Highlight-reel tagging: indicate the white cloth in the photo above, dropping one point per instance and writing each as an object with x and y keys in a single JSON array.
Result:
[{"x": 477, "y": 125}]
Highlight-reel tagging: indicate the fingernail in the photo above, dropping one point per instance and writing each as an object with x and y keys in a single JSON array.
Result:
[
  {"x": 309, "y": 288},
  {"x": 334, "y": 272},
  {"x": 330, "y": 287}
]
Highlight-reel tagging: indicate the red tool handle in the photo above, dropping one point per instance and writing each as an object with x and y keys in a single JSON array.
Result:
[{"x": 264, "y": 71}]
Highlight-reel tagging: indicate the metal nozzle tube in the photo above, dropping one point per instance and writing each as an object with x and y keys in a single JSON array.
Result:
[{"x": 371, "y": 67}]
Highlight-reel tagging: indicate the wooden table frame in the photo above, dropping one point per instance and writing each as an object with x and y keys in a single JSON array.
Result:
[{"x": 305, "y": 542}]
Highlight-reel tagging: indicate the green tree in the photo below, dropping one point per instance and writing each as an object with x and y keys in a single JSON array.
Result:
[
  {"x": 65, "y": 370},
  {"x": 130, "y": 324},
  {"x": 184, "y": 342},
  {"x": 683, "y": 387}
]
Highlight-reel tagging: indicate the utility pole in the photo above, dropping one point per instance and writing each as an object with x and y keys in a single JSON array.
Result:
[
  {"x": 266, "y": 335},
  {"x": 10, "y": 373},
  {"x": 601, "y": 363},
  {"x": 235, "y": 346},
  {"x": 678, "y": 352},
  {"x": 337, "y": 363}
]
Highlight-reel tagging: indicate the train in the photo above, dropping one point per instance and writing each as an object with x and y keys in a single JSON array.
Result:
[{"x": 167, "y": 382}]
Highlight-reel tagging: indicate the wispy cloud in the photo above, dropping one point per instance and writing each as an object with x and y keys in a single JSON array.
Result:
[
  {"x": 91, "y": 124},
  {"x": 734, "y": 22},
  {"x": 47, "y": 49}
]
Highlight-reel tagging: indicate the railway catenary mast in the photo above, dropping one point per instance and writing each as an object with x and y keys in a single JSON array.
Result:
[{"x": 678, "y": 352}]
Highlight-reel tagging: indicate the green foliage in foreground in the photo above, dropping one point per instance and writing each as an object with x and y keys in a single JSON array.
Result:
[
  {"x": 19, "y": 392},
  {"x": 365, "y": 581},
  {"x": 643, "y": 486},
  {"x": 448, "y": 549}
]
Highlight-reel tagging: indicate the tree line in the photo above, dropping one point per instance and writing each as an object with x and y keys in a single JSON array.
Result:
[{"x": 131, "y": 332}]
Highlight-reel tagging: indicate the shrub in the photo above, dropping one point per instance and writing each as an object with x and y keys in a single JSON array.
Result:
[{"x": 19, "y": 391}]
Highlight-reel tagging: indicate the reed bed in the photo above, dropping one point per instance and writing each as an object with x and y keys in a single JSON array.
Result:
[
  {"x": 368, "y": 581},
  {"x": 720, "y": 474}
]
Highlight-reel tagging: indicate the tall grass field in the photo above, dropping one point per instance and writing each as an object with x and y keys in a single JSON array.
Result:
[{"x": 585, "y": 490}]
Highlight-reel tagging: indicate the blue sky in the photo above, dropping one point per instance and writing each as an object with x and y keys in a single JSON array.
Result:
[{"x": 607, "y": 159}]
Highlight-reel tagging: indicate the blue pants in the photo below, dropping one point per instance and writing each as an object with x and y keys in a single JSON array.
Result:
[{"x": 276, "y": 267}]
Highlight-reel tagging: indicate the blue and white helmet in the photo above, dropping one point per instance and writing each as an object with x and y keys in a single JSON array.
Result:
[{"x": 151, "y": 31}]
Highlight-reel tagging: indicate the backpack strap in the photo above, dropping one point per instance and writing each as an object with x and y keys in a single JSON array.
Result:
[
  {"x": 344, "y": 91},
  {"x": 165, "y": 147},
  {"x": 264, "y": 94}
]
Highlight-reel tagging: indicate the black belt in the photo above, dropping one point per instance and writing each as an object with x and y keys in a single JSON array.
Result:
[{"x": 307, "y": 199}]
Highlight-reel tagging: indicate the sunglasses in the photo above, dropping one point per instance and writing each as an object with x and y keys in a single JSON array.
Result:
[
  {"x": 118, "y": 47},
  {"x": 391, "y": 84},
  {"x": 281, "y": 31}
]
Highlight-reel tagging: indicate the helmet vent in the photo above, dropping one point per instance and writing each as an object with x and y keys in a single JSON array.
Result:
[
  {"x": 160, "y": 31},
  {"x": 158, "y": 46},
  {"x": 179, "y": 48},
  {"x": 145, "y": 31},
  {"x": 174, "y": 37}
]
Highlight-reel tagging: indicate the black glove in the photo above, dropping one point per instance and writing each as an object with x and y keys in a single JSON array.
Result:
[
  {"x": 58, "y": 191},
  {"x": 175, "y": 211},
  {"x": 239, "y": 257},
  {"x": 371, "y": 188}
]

*-*-*

Work to complete: Retype all of the data shown above, word for word.

Written response:
Highlight-reel tagging: indicate the white cloth in the photo above, dropping one point per instance and writing each as an object with x and y keys in a single JSON array.
Result:
[{"x": 477, "y": 125}]
Highlight-reel tagging: indicate the fingernail in the photo above, dropping one point per instance and writing each as an object with x and y keys in a single JSON array.
Result:
[
  {"x": 309, "y": 288},
  {"x": 334, "y": 272},
  {"x": 330, "y": 287}
]
Highlight-reel tagging: indicate the red tool handle in the photo above, dropping one point per instance and writing each as an object with x and y keys in a single JSON array.
Result:
[{"x": 264, "y": 71}]
Highlight-reel tagging: indicate the metal nozzle tube in the photo above, dropping one point per instance and writing each as an object with x and y keys in a single JSON array.
Result:
[{"x": 371, "y": 67}]
Highlight-reel tagging: indicate the wooden table frame in the photo above, dropping one point per instance and writing each as an object with x and y keys in a single JSON array.
Result:
[{"x": 305, "y": 542}]
Highlight-reel tagging: indicate the green tree in the photo below, dropping one point per instance and writing each as an object with x and y keys in a single JSON array.
Result:
[
  {"x": 65, "y": 370},
  {"x": 130, "y": 324},
  {"x": 184, "y": 342},
  {"x": 683, "y": 387}
]
Highlight-reel tagging: indicate the utility pole in the photo above, dropping one point per instance and writing each as an object with x and y keys in a single JSON array.
Result:
[
  {"x": 266, "y": 335},
  {"x": 10, "y": 373},
  {"x": 601, "y": 363},
  {"x": 235, "y": 346},
  {"x": 678, "y": 352},
  {"x": 337, "y": 363}
]
Highlight-reel tagging: indicate the train in the photo above, dropping one point per instance and writing each as an object with x and y keys in a single JSON array.
Result:
[{"x": 167, "y": 382}]
Highlight-reel tagging: indicate the wispy cloud in the photo above, dropping one point per instance and writing each as an object with x and y keys in a single JSON array.
Result:
[
  {"x": 91, "y": 124},
  {"x": 734, "y": 22},
  {"x": 47, "y": 49}
]
Highlight-reel tagging: indicate the railway catenary mast in the photo above, dropping one point per instance and writing each as an object with x and y keys in a single JSON array.
Result:
[{"x": 678, "y": 352}]
Highlight-reel tagging: indicate the green foliage in foreground in the photo above, dropping one point per instance and writing each as an object with x and y keys in a single JSON array.
Result:
[
  {"x": 19, "y": 392},
  {"x": 365, "y": 581},
  {"x": 643, "y": 486},
  {"x": 448, "y": 549}
]
Highlight-reel tagging: indicate the tree line in the photo above, dropping one point per instance and writing each as an object with x and y keys in a single JSON array.
Result:
[{"x": 131, "y": 332}]
Highlight-reel tagging: indicate the shrub in the photo above, dropping one point per instance and writing each as an object with x and y keys in a single JSON array.
Result:
[{"x": 19, "y": 391}]
Highlight-reel tagging: indicate the reed bed in the photo above, dropping one point per instance and writing each as an object with x and y keys in a single JSON array.
Result:
[
  {"x": 368, "y": 581},
  {"x": 720, "y": 474}
]
Highlight-reel tagging: indicate the tall grass field in the photo above, dropping one point per instance and writing each as an object with x and y keys in a single JSON array.
Result:
[{"x": 585, "y": 490}]
Highlight-reel tagging: indicate the blue sky in the photo above, dropping one point per instance and writing each as an object with x and y keys in a single JSON array.
Result:
[{"x": 607, "y": 159}]
Highlight-reel tagging: indicate the blue pants in the photo below, dropping one point per instance and writing each as an object with x and y keys in a single JSON array.
Result:
[{"x": 276, "y": 267}]
Highlight-reel tagging: indicate the blue and white helmet in the photo above, dropping one point per instance and writing each as an object with x and y keys in a single JSON array.
Result:
[{"x": 151, "y": 31}]
Highlight-reel tagging: indicate the backpack strap in the photo above, dropping one point per instance and writing each as an object with x and y keys in a single JSON array.
Result:
[
  {"x": 344, "y": 91},
  {"x": 165, "y": 147},
  {"x": 264, "y": 94}
]
Highlight-reel tagging: indicate the black belt in the photo above, dropping one point per instance and writing each as an object with x and y keys in a single JSON array.
Result:
[{"x": 307, "y": 199}]
Highlight-reel tagging: indicate the sunglasses in the photo above, dropping one point per instance and writing each as an object with x and y keys in a single JSON array.
Result:
[
  {"x": 118, "y": 47},
  {"x": 391, "y": 84},
  {"x": 281, "y": 31}
]
Highlight-reel tagging: indicate the helmet vent in the photo above, dropping one point per instance and writing each as an object with x and y keys in a single JSON array.
Result:
[
  {"x": 160, "y": 31},
  {"x": 158, "y": 46},
  {"x": 179, "y": 48},
  {"x": 145, "y": 31},
  {"x": 174, "y": 37}
]
Highlight-reel tagging: indicate the black glove in the photo above, dropping one point per instance and writing each as an object with x and y keys in a single JSON array.
Result:
[
  {"x": 58, "y": 191},
  {"x": 175, "y": 211},
  {"x": 239, "y": 257},
  {"x": 371, "y": 188}
]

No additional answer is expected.